● Extracted text:
______________________________

- Born: 23 June 1950 (age 75) Brisbane, Queensland, Australia
- Occupations: Actor, voice actor
- Years active: 1970–present

= Geraldine Turner =

Australian actress and singer

Geraldine Gail Turner (born 23 June 1950 in Brisbane, Australia) is an Australian actress and singer. She has been a leading performer in Australian musical theatre since the 1970s, and has also been active in plays, recordings, film and television.

==Early life==
Turner was born and raised in Brisbane, attending St Margaret's Anglican Girls' School. Her career in performance began at an early age. As a child, Turner appeared in productions of Aladdin and The Sleeping Princess and as a performer on the local television variety program Cottee's Happy Hour. She trained in classical ballet for ten years and was a member of the Ballet Theatre of Queensland. She received a Diploma of Education after high school. She also studied classical singing at the Queensland Conservatorium of Music for 5 years. She began her career with the Queensland Theatre Company in the early 1970s.

______________________________

● Dataset:
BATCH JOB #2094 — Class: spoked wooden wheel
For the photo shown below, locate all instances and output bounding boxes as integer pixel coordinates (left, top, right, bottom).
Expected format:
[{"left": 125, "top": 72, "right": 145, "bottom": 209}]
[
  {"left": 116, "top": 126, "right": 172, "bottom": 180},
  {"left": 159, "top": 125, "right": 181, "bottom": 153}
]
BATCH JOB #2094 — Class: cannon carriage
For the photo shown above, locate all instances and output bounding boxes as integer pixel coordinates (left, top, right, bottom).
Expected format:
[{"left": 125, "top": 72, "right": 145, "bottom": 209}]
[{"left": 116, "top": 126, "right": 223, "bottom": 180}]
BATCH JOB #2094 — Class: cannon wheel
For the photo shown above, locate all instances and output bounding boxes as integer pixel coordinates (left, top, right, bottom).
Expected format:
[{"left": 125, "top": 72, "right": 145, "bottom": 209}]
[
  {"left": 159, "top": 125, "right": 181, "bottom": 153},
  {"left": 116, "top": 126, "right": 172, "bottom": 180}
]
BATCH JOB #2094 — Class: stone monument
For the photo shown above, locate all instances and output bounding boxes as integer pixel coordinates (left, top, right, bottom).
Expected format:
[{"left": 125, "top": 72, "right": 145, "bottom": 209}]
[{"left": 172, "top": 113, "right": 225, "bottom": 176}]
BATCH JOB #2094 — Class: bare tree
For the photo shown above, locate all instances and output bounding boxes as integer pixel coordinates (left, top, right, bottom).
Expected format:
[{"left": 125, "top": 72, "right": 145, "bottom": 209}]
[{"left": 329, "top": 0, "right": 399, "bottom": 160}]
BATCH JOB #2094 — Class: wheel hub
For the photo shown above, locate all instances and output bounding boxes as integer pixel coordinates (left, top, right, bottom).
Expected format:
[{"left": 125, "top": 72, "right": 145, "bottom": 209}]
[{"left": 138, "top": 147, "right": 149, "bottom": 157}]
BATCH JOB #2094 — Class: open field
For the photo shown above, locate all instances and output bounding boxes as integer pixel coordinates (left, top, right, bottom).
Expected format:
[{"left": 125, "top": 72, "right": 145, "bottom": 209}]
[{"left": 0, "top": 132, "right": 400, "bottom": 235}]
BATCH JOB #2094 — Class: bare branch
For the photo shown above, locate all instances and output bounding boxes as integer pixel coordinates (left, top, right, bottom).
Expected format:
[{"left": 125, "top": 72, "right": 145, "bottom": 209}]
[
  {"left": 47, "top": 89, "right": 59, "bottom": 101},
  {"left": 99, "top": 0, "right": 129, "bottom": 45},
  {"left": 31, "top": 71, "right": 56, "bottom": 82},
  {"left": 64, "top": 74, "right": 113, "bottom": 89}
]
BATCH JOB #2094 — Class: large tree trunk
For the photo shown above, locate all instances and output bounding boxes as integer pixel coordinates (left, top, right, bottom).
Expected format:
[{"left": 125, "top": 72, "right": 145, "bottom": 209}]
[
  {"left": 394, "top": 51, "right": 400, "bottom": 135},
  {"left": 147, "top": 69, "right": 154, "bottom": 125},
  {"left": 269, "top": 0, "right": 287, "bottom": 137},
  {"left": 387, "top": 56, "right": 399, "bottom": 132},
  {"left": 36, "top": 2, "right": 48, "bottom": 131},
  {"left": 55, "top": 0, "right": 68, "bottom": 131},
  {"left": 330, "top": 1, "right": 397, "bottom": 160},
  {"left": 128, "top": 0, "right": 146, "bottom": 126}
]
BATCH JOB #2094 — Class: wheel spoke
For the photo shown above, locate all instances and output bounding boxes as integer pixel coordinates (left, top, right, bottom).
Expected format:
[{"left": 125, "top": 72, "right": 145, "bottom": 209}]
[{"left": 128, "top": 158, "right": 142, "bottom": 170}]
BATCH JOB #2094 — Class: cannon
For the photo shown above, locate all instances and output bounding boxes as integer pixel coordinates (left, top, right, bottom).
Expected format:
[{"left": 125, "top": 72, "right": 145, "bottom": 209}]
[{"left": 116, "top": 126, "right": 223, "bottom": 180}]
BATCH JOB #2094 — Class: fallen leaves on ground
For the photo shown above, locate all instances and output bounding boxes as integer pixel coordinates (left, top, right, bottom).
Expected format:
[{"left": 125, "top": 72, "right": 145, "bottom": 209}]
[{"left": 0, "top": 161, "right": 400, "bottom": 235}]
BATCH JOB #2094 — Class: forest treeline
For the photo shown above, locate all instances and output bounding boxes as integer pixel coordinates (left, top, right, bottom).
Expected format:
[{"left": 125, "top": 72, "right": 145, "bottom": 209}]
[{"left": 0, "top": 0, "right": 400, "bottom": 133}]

______________________________

● Written task A:
In the Geraldine Turner biography, rewrite the paragraph beginning "Turner was born and raised in Brisbane" as a bulleted list that keeps its main facts.
● Written task B:
List every named school, company or other organization mentioned in the "Early life" section of the Geraldine Turner biography.
● Written task C:
Write the next part of the Geraldine Turner biography, picking up after its final sentence.

● Written reply A:
- Born and raised in Brisbane; attended St Margaret's Anglican Girls' School
- Began performing as a child, appearing in Aladdin, The Sleeping Princess and the local TV variety program Cottee's Happy Hour
- Trained in classical ballet for ten years; member of the Ballet Theatre of Queensland
- Earned a Diploma of Education after high school
- Studied classical singing at the Queensland Conservatorium of Music for 5 years
- Started her career with the Queensland Theatre Company in the early 1970s

● Written reply B:
- St Margaret's Anglican Girls' School
- Ballet Theatre of Queensland
- Queensland Conservatorium of Music
- Queensland Theatre Company

● Written reply C:
==Theatre==
In the early 1970s, Turner appeared with the Queensland Theatre Company in the musicals Lock Up Your Daughters, A Rum Do!, Oh, What a Lovely War! and the play She Stoops to Conquer.

She played Petra in the 1973 original Australian cast of A Little Night Music (J. C. Williamson's) and the lead role of Desiree Armfeldt in a 1990 Sydney Theatre Company revival. Other roles in Stephen Sondheim musicals include Mrs Lovett in Sweeney Todd (Melbourne Theatre Company), The Baker's Wife in Into the Woods and Joanne in Company (Sydney Theatre Company).

Other notable musical theatre roles include Nancy in Oliver!, Velma Kelly in the original Australian cast of Chicago (Sydney Theatre Company), Reno Sweeney in Anything Goes and Katisha in The Mikado (Essgee). She has performed in Australian musicals Summer Rain (Queensland Theatre Company), Jonah Jones (Sydney Theatre Company) and Ned Kelly (Adelaide Festival Centre Trust / Australian Elizabethan Theatre Trust). Turner has also featured in various plays including Inheritance (Melbourne Theatre Company), Present Laughter and Don's Party (Sydney Theatre Company). In cabaret, she has performed in Australia, the United States, the United Kingdom, Canada and Africa.

==Recordings==
Turner features in Australian cast recordings of Chicago and Anything Goes. She has several solo albums including two compilations of Sondheim songs, Old Friends (also released as The Stephen Sondheim Songbook) and Geraldine Turner Sings the Stephen Sondheim Songbook Volume 2.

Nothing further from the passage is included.